* QUESTIONS À TRAITER
(a) Recopiez le passage de l'article sur l'affaire Outreau, tout ce qui va de « Un des acquittés de » jusqu'à « de l'instruction initiale. », en y remplaçant « juges » par « magistrats ».
(b) Poursuivez l'article sur le troisième procès de Daniel Legrand en reprenant juste après sa dernière phrase.

* EXTRAIT DU DOCUMENT
=====

Affaire Outreau : troisième procès pour D. Legrand

Un des acquittés de l’affaire Outreau, Daniel Legrand, est à nouveau devant les juges. Il doit répondre de viols sur des enfants, qu’il aurait commis lorsqu’il était mineur. Des faits qui n'avaient pas été jugés lors de l'instruction initiale.

Affaire Outreau : troisième procès pour D. Legrand

 L'affaire Outreau fait son retour sur le devant de la scène judiciaire, dix ans après le fiasco qui avait ébranlé l'institution judiciaire. Ce mardi 19 mai s'ouvre dans une ambiance électrique à Rennes, le procès de l'un des 13 acquittés, Daniel Legrand qui doit répondre de viols sur enfants qu'il aurait commis alors qu'il était mineur.

Une tension palpable                

Dès le début de l'audience publique, le président de la cour d'assises des mineurs d'Ille-et-Vilaine Philippe Dary est intervenu pour calmer les échanges tendus entre avocats des parties adverses, réclamant des débats "clairs (et) aussi sereins que possible".                

"On préfère faire le procès des procès que de faire le procès", a déploré lors de l'audience Me Léon Lef Forster, avocat des parties civiles Chérif et Dimitri Delay, tandis que Me Dupont-Moretti, l'un des défenseurs de Daniel Legrand, dénonçait "tous ces gens qui voient des pédophiles partout".

Poursuivi pour des viols

Daniel Legrand - dont le père homonyme et décédé en 2012 était aussi l'un des acquittés d'Outreau - est poursuivi pour des accusations de viols retenues contre lui en 2003 à l'issue de l'instruction initiale de l'affaire Outreau, menée par le juge Fabrice Burgaud, mais qui n'avaient pas encore été jugées pour la période où il était encore mineur.

=====

* DONNÉES ÉTUDIÉES
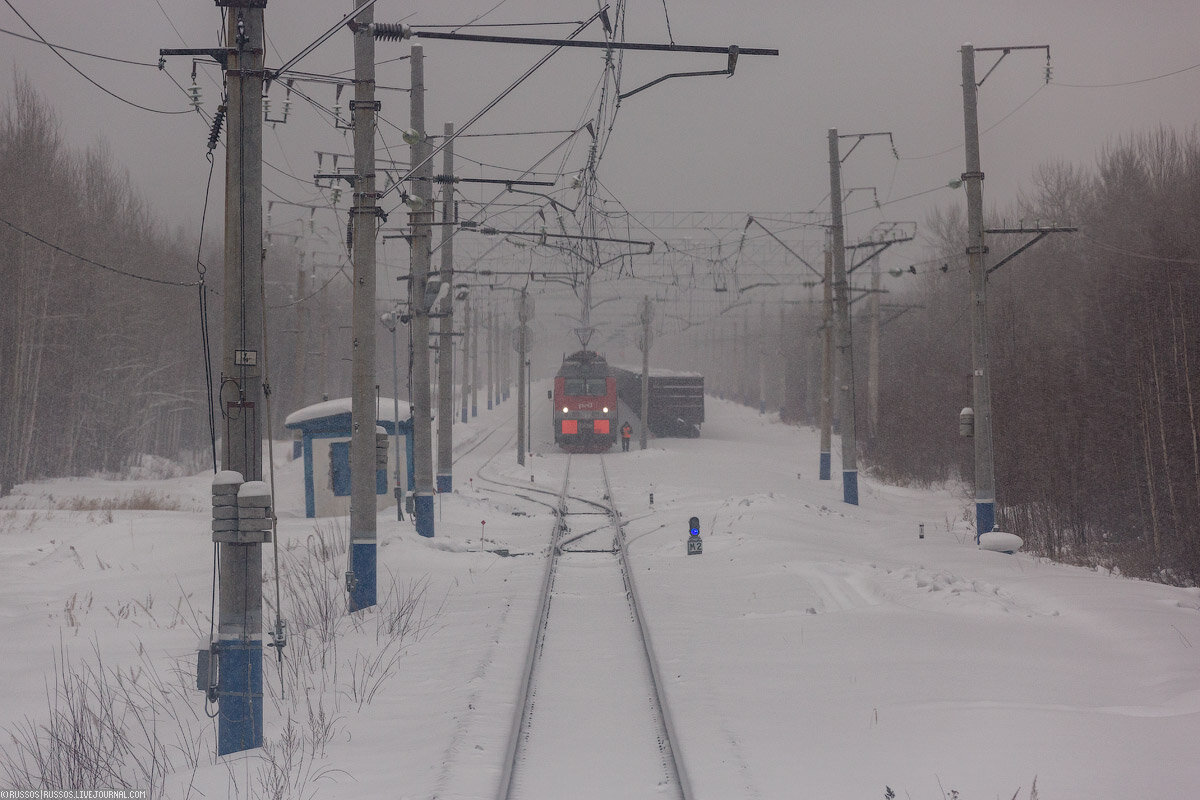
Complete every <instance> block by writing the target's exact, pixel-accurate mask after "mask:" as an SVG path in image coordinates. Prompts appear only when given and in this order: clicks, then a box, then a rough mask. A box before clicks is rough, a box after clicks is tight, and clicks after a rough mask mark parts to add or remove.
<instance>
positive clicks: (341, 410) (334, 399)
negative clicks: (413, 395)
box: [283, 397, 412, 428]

=====

* RÉPONSES AUX CONSIGNES
(a)
Un des acquittés de l’affaire Outreau, Daniel Legrand, est à nouveau devant les magistrats. Il doit répondre de viols sur des enfants, qu’il aurait commis lorsqu’il était mineur. Des faits qui n'avaient pas été jugés lors de l'instruction initiale.

(b)
Comme pour les faits supposés commis alors qu'il était majeur et pour lesquels il a été acquitté, ces viols présumés auraient été commis sur les quatre fils de la famille Delay, dont le père et la mère ont reconnu avoir abusé sexuellement.                                

Daniel Legrand "serein"            

"Je suis serein (...), je suis prêt pour défendre mon honneur", a affirmé avant l'audience Daniel Legrand, 33 ans. "Ca fait beaucoup pour un innocent, trois procès", a-t-il ajouté.               

"C'est un procès qui n'a absolument aucun sens", avait renchéri Eric Dupont-Moretti, ajoutant qu'"on ne vient pas ici pour démontrer son innocence, elle est acquise".                

"Ca fait 10 ans que je vis avec un puzzle qui n'est pas terminé et seule une belle justice pourra m'apporter cette dernière pièce du puzzle qui pourra me laisser vivre à l'heure d'aujourd'hui", a pour sa part confié l'un des fils Delay, Jonathan.                

"Ça va être difficile pour tout le monde", a reconnu l'un de ses avocats, Me Patrice Reviron. "Et si Daniel Legrand est acquitté à la fin d'un débat qui est loyal, ça ne posera pas de difficulté, y compris à Jonathan: il a envie de parler, il a des choses à dire", a-t-il poursuivi.

Le dossier Outreau                

Le dossier d'Outreau, portant sur un réseau pédophile présumé, a éclaté en février 2001. Mais après deux procès, à Saint-Omer (Pas-de-Calais) en 2004 puis en appel à Paris fin 2005, l'affaire a débouché sur l'acquittement de 13 personnes sur les 17 mises en examen, après parfois trois ans de détention provisoire.

Côté victimes, la souffrance n'est pas moindre chez les fils de Thierry Delay et Myriam Badaoui Delay, condamnés à 20 et 15 ans de réclusion pour les avoir violés avec un couple de voisins, soulignent leurs avocats.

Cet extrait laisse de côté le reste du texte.